◆ What the task asks
Copy every record below exactly.
* * *
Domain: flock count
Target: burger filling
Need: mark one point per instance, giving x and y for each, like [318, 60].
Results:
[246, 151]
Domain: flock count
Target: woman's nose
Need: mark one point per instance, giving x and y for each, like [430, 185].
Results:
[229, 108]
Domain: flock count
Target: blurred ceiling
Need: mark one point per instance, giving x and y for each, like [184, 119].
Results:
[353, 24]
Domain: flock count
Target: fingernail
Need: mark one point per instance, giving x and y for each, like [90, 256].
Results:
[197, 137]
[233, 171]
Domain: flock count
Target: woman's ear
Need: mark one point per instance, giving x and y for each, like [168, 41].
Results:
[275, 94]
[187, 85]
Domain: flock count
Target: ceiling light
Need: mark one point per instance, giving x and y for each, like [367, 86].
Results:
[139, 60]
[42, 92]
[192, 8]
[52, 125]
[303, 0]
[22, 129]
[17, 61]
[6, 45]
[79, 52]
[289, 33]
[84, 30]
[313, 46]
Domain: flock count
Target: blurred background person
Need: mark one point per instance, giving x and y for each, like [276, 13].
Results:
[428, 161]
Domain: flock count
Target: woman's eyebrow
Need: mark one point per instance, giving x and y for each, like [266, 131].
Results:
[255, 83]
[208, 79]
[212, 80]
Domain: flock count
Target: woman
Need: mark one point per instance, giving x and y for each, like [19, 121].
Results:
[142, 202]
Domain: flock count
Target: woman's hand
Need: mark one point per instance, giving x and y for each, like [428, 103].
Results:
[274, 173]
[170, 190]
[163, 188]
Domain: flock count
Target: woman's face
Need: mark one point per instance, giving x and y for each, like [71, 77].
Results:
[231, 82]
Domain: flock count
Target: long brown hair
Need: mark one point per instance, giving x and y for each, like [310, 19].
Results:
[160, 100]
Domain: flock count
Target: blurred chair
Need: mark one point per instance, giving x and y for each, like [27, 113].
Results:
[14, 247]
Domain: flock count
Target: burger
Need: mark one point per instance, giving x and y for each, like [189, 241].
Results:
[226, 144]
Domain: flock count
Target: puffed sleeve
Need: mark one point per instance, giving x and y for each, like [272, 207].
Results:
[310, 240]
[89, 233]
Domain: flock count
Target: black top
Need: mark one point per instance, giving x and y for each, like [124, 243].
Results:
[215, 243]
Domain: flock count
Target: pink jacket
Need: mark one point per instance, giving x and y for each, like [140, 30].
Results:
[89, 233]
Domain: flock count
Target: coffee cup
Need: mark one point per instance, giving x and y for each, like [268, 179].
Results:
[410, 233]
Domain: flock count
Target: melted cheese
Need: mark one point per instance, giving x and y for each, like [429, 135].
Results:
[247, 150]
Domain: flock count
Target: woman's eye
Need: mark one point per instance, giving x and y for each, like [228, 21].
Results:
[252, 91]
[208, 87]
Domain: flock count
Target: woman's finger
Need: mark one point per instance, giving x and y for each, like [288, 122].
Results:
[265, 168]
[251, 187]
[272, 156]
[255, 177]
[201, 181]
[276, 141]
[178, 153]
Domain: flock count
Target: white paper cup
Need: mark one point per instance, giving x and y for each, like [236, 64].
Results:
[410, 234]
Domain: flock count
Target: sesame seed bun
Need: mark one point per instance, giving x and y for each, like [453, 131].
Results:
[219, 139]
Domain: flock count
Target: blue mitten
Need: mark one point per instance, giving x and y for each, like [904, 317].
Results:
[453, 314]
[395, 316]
* * *
◆ Solved exercise
Domain: flock count
Target: burger filling
Need: mark one point per instance, giving x and y for each, like [318, 60].
Results:
[246, 151]
Domain: flock count
Target: woman's nose
Need: mark one point per instance, giving x and y for each, like [430, 185].
Results:
[229, 108]
Domain: flock count
Target: blurred ceiling
Need: mark one point per instance, giving x and y for each, like [184, 119].
Results:
[353, 24]
Domain: flock count
Target: fingernail
Need: mark one point per instance, giving x and y for each, like [90, 256].
Results:
[197, 137]
[233, 171]
Domain: flock count
Target: woman's ear
Need: mark one point per instance, giving x and y for each, like [168, 41].
Results:
[275, 94]
[187, 85]
Domain: flock count
Target: ceiling light
Need: mark one point per instance, giving x and y for each, like [367, 86].
Results:
[139, 60]
[42, 92]
[192, 8]
[52, 125]
[303, 0]
[22, 129]
[17, 61]
[6, 45]
[79, 52]
[289, 33]
[84, 30]
[313, 46]
Domain: flock count
Target: blurred background person
Need: mark one point per instance, giving x and y for each, like [276, 13].
Results:
[428, 161]
Domain: flock count
Target: woman's eyebrow
Need: mark one point per instance, giving x and y for each, like [266, 131].
Results:
[255, 83]
[208, 79]
[212, 80]
Domain: flock count
Target: woman
Need: mark one point per instance, giving x and y for each, like [19, 121].
Results:
[142, 202]
Domain: flock count
Target: woman's hand
Need: mark one point per instance, giving x and y for each, like [428, 103].
Results:
[274, 173]
[170, 190]
[163, 188]
Domain: flock count
Target: woman's face
Need: mark one point per instance, giving x and y for each, like [71, 77].
Results:
[231, 82]
Domain: flock count
Target: long brown hair
Need: mark one point per instance, giving x and y for each, like [310, 19].
Results:
[160, 100]
Domain: flock count
Target: blurred chair
Need: mark one point per instance, giving x and y for each, like [27, 113].
Results:
[14, 247]
Domain: flock count
Target: burger
Need: mark one point per instance, giving x and y for each, like [189, 241].
Results:
[226, 144]
Domain: flock count
Target: puffed sleeve
Need: mark one point per instance, giving x and y for each, like [272, 207].
Results:
[310, 240]
[89, 233]
Domain: flock count
Target: black top
Need: mark one point per instance, giving x and y for each, like [124, 243].
Results:
[215, 243]
Domain: flock count
Target: pink jacket
Need: mark one point per instance, giving x and y for each, like [140, 30].
Results:
[89, 233]
Domain: flock count
Target: coffee cup
Need: mark one point per instance, giving x and y for each, like [268, 179].
Results:
[410, 233]
Domain: flock count
Target: melted cheese
Need: mark one point per instance, giving x and y for each, like [429, 135].
Results:
[247, 150]
Domain: flock count
Target: woman's eye
Need: mark one point per instance, giving x and y for each, like [228, 21].
Results:
[252, 91]
[208, 87]
Domain: flock count
Target: woman's finger
Need: mark one point per instance, giving x and y for each, like [288, 122].
Results:
[265, 168]
[251, 187]
[272, 156]
[255, 177]
[201, 181]
[276, 141]
[178, 153]
Domain: flock count
Target: white paper cup
Need: mark one point per instance, giving x and y for each, like [236, 64].
Results:
[410, 234]
Domain: flock count
Target: sesame seed bun
Need: mark one point per instance, giving x and y for each, like [453, 131].
Results:
[219, 139]
Domain: flock count
Target: blue mitten
Need: mark one point per instance, giving x and y for each, like [904, 317].
Results:
[453, 314]
[395, 316]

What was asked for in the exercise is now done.